Davacı vekili sunmuş olduğu 13/10/2021 tarihli dilekçe ile talebini rapor doğrultusunda 796.994,94 TL’ye arttırmıştır.
Davalı vekili talep arttırımına ilişkin sunmuş olduğu beyan dilekçesinde özetle zamanaşımı iddiasında bulunmuş, aşamalardaki beyanlarını tekrarla davanın reddini savunmuştur.
İş bu dava meslek birliğinin üyesi olan davadışı sanatçılardan almış olduğu eser mali hak sahipliğine bu kapsamda belirlenen tarife ücretine dayalı FSEK 68 kapsamında tazminat istemine ilişkindir.
Eser Niteliğinin Değerlendirilmesi;
Yargıtay kararlarına göre, FSEK kapsamındaki uyuşmazlıkta dava konusu fikri ürünün “eser” niteliği taşıyıp taşımadığı re’sen araştırılmalıdır. FSEK’in 1/B maddesinde öngörülen tanım dikkate alındığında bir fikir ve sanat ürününün eser olarak nitelendirilebilmesi için iki unsuru haiz olması gerekir. Bunlardan ilki, fikir ve sanat ürününün “sahibinin hususiyetini taşıması”, ikincisi ise “kanunda sayılan eser kategorilerinden birine dahil olması”dır. Doktrinde, bu unsurlardan ilkine “sübjektif unsur” veya “esasa ilişkin şart”, ikincisine ise “objektif unsur” veya “şekle ilişkin şart” denilmektedir. Sübjektif unsur gereğince, bir fikir ve sanat ürününün eser olarak kabul edilebilmesi için, bu ürünün onu meydana getiren kişinin “hususiyetini” taşıması gerekmektedir. Başka bir deyişle eser onu yaratan zihnin bireyselliğini gösteren özellikler taşımalıdır. Objektif unsur gereğince, bîr fikir ve sanat ürününün hukuk alanında korunmayı hak edebilmesi için, sahibinin hususiyet arz eden fikri çabasının somut neticesi olması gerekir. Başka bîr deyişle bu fikri çaba gözle görülebilir, elle tutulabilir, kulakla duyulabilir, kısaca algılanabilir olmalıdır.

* [Yönerge]
Lütfen seçilen metinde "Davacı vekili sunmuş" ile başlayıp "davanın reddini savunmuştur." ile biten kısmı, "zamanaşımı" ifadesini "hak düşürücü süre" ile değiştirerek yeniden yazın. Veriler bu metinden bağımsız, başka bir kaynaktan alınmıştır.

* [Veri Alıntıları]
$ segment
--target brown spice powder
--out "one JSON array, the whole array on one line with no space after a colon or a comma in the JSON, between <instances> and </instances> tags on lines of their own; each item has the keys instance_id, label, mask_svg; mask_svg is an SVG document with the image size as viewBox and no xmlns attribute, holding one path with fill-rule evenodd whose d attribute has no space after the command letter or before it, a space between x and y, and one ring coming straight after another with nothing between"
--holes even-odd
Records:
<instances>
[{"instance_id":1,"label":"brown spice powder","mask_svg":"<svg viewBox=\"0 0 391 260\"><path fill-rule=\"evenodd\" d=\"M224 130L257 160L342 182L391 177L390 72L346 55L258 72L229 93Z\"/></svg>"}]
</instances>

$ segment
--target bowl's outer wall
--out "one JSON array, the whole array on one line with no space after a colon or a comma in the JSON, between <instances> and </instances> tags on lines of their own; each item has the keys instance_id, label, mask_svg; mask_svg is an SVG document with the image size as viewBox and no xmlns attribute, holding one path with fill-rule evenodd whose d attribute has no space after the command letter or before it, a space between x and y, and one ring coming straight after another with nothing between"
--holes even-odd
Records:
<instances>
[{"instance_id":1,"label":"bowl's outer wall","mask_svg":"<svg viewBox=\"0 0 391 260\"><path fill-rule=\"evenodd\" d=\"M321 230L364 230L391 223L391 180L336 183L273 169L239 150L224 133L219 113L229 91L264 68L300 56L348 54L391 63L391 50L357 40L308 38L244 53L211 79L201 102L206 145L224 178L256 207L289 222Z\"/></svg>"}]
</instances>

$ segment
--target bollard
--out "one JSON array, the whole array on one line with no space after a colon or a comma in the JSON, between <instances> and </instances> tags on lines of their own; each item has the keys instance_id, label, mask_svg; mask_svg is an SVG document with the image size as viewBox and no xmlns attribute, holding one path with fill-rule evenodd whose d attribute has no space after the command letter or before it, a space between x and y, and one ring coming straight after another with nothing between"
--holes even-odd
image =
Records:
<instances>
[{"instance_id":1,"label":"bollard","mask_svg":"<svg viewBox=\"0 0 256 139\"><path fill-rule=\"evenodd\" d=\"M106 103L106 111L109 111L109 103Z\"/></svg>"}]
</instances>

* [Görev Sonucu]
Davacı vekili sunmuş olduğu 13/10/2021 tarihli dilekçe ile talebini rapor doğrultusunda 796.994,94 TL’ye arttırmıştır.
Davalı vekili talep arttırımına ilişkin sunmuş olduğu beyan dilekçesinde özetle hak düşürücü süre iddiasında bulunmuş, aşamalardaki beyanlarını tekrarla davanın reddini savunmuştur.